> [TEKS HALAMAN]:
__________________________________________________

"Allah telah melawat umat-Nya." (1Tim 3:1-13; Mzm 101:1-3ab.5.6; Luk 7:11-17.)


"Kemudian Yesus pergi ke suatu kota yang bernama Nain. Murid-murid-Nya pergi bersama-sama dengan Dia, dan juga orang banyak menyertai-Nya berbondong-bondong. Setelah Ia dekat pintu gerbang kota, ada orang mati diusung ke luar, anak laki-laki, anak tunggal ibunya yang sudah janda, dan banyak orang dari kota itu menyertai janda itu. Dan ketika Tuhan melihat janda itu, tergeraklah hati-Nya oleh belas kasihan, lalu Ia berkata kepadanya: "Jangan menangis!" Sambil menghampiri usungan itu Ia menyentuhnya, dan sedang para pengusung berhenti, Ia berkata: "Hai anak muda, Aku berkata kepadamu, bangkitlah!" Maka bangunlah orang itu dan duduk dan mulai berkata-kata, dan Yesus menyerahkannya kepada ibunya. Semua orang itu ketakutan dan mereka memuliakan Allah, sambil berkata: "Seorang nabi besar telah muncul di tengah-tengah kita," dan "Allah telah melawat umat-Nya." Maka tersiarlah kabar tentang Yesus di seluruh Yudea dan di seluruh daerah sekitarnya." (Luk 7:11-17), demikian kutipan Warta Gembira hari ini.

__________________________________________________

> [ISI MATERI]:
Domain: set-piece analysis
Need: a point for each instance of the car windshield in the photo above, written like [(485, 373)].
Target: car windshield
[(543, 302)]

__________________________________________________

Apakah tiap pernyataan berikut sesuai dengan teks tentang peristiwa di Nain di atas? Jawab ya atau tidak untuk masing-masing dan sertakan kutipan kata-kata teks yang menentukan jawabannya.
1. Orang yang meninggal itu adalah anak tunggal seorang janda.
2. Yesus pergi ke Nain seorang diri.
3. Kabar tentang Yesus hanya tersiar di kota Nain.

> [HASIL TUGAS]:
1. Ya: "anak laki-laki, anak tunggal ibunya yang sudah janda"
2. Tidak: "Murid-murid-Nya pergi bersama-sama dengan Dia, dan juga orang banyak menyertai-Nya berbondong-bondong."
3. Tidak: "Maka tersiarlah kabar tentang Yesus di seluruh Yudea dan di seluruh daerah sekitarnya."